▸ WHAT TO WORK ON: Filter the records down to the lines that hold the word "below", and copy each of those lines.

══ THE DATA ══

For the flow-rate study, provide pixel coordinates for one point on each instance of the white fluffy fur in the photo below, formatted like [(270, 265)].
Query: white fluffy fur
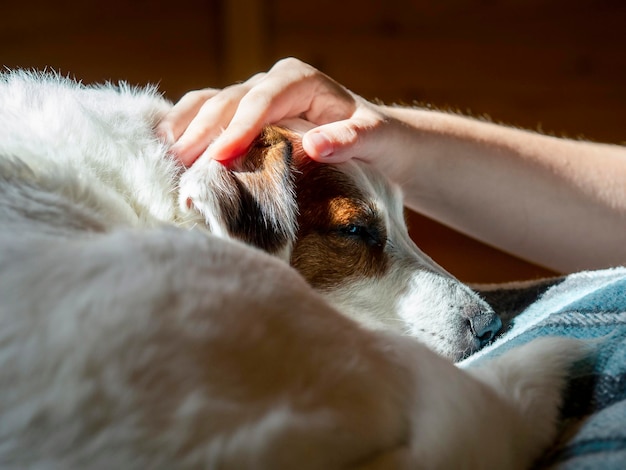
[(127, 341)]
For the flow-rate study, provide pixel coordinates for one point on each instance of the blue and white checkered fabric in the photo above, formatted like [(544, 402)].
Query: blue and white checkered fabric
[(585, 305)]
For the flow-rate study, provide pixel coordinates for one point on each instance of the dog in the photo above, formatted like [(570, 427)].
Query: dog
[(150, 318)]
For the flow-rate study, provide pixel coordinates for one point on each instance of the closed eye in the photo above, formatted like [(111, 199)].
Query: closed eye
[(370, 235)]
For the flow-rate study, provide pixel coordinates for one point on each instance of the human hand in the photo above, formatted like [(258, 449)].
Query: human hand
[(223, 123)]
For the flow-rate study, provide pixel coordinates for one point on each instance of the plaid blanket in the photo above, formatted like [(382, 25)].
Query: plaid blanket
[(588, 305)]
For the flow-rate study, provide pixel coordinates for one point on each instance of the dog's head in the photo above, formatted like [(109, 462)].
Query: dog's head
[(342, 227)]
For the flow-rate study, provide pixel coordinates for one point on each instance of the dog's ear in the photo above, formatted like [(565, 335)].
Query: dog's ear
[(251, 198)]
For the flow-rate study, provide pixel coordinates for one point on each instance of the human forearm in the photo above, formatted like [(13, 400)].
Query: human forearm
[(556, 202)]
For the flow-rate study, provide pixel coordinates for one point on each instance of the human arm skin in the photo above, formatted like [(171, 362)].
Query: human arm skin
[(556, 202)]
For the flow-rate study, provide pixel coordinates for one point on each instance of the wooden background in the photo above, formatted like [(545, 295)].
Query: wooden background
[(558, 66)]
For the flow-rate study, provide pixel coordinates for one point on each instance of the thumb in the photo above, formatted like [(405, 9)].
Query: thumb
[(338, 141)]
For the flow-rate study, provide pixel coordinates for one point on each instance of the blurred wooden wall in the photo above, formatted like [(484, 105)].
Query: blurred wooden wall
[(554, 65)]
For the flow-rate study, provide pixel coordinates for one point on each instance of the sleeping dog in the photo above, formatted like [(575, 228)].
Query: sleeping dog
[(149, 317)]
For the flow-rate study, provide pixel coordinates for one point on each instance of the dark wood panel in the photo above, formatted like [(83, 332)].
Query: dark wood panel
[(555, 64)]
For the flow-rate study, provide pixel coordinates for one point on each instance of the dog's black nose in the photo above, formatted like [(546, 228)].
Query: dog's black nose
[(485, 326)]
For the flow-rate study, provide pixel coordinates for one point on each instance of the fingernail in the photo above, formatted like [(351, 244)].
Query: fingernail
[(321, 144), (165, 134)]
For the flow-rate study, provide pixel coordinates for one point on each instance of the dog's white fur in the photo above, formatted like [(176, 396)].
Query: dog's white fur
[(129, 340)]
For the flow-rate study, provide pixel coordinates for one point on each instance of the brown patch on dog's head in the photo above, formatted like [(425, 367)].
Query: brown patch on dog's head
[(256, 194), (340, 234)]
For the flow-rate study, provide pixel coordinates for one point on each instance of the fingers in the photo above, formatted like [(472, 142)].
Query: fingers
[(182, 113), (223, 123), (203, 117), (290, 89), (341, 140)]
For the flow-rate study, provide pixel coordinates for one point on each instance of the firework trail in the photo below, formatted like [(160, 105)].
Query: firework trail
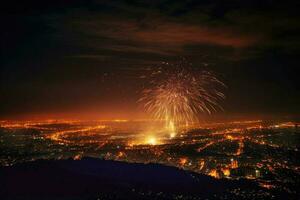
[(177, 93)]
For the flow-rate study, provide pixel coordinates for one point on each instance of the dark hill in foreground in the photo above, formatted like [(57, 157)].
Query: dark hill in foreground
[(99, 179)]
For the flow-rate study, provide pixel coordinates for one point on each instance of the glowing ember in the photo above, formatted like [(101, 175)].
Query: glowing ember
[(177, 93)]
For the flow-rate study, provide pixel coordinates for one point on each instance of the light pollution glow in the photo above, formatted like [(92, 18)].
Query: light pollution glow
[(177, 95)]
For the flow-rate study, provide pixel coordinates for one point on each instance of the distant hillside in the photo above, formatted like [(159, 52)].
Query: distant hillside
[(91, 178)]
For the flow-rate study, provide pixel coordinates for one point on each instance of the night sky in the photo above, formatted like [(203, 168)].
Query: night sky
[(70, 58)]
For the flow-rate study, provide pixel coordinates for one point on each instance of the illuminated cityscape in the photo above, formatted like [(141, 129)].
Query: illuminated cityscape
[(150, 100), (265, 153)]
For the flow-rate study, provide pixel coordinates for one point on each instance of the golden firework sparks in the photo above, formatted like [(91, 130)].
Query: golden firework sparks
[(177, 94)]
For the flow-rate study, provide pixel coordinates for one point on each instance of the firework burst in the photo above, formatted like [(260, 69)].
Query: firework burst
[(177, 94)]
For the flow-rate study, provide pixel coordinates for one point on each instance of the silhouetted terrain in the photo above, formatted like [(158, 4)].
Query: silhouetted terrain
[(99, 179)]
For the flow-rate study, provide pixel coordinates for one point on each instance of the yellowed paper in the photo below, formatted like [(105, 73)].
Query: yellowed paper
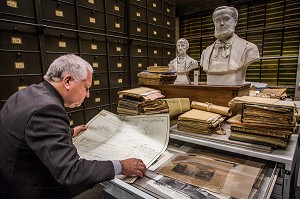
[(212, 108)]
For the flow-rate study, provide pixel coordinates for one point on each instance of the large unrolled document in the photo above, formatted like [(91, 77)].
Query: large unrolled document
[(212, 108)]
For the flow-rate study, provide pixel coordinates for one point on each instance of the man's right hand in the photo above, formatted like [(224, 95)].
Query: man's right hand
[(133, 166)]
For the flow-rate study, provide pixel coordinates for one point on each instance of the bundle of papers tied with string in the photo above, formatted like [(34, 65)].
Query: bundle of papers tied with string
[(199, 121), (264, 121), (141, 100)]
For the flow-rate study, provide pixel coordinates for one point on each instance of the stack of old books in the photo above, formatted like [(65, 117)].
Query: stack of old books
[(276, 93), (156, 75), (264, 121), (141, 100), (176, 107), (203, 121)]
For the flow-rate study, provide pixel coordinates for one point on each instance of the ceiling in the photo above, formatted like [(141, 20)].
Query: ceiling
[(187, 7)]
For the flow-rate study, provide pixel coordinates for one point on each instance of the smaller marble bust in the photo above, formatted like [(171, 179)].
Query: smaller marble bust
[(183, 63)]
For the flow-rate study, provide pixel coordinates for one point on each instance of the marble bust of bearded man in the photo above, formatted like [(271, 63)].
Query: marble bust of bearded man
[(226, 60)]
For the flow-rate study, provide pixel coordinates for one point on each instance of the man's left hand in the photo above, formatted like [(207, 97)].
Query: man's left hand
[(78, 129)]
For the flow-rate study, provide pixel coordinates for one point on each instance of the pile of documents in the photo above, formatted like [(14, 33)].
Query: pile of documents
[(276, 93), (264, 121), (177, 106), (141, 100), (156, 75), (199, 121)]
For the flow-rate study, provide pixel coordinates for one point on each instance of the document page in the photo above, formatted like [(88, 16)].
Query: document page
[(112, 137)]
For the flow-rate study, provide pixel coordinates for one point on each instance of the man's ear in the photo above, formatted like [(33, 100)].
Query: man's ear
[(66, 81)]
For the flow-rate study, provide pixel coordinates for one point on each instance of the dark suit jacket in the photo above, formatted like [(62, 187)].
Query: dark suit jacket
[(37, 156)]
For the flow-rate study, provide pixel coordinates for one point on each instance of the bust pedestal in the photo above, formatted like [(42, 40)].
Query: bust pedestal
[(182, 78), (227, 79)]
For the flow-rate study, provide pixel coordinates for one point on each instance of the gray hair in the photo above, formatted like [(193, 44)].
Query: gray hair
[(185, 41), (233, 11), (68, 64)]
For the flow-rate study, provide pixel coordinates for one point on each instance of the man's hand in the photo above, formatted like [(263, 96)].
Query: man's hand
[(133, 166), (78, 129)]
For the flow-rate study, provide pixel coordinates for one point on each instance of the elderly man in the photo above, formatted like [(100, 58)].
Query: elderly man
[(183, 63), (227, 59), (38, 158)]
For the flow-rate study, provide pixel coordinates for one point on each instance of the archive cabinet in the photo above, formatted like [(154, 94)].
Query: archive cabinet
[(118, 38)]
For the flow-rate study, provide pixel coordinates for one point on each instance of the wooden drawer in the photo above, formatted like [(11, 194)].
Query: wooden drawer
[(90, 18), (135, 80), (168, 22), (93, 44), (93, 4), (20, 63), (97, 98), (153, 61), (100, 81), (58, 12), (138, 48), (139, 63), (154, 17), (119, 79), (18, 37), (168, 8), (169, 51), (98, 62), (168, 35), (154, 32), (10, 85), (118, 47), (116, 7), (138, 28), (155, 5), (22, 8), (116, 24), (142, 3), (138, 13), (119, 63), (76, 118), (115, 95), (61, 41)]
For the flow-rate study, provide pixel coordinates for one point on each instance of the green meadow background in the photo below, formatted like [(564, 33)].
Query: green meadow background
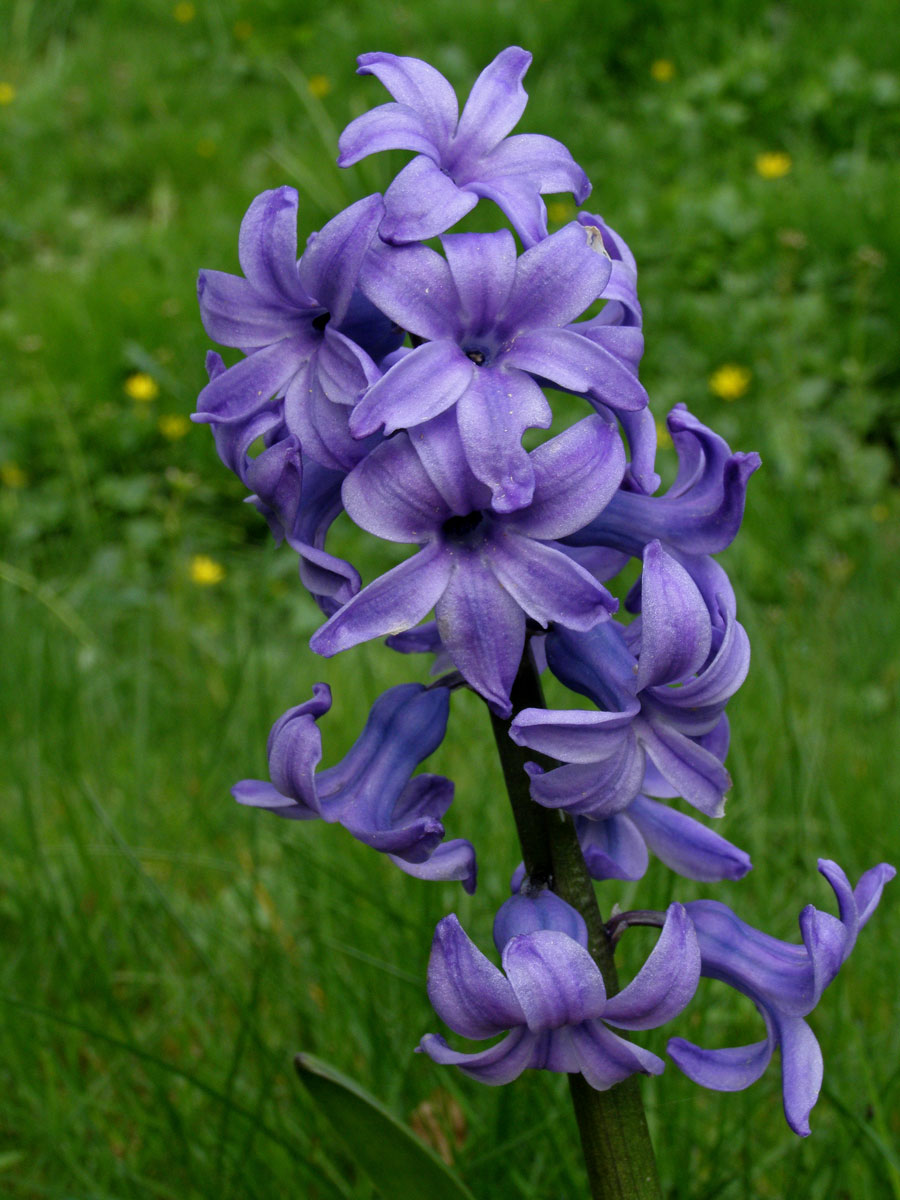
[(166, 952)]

═══

▸ EXERCISE SOLUTION:
For the flow-rate study, provide pixel coordinates for one point on each instance of the white fluffy fur in the photo below, formatted like [(270, 265)].
For the flow-rate study, provide pixel coordinates for one point on each instance of the firework trail in the photo below, formatted like [(160, 105)].
For the flow-rate study, provide pixel coordinates for one point on each instance of the yellowed paper in the photo below, formatted like [(105, 73)].
For the flow-rate study, provide pixel coordinates for one point on each instance of the green meadow background in the photo below, formatted like [(564, 33)].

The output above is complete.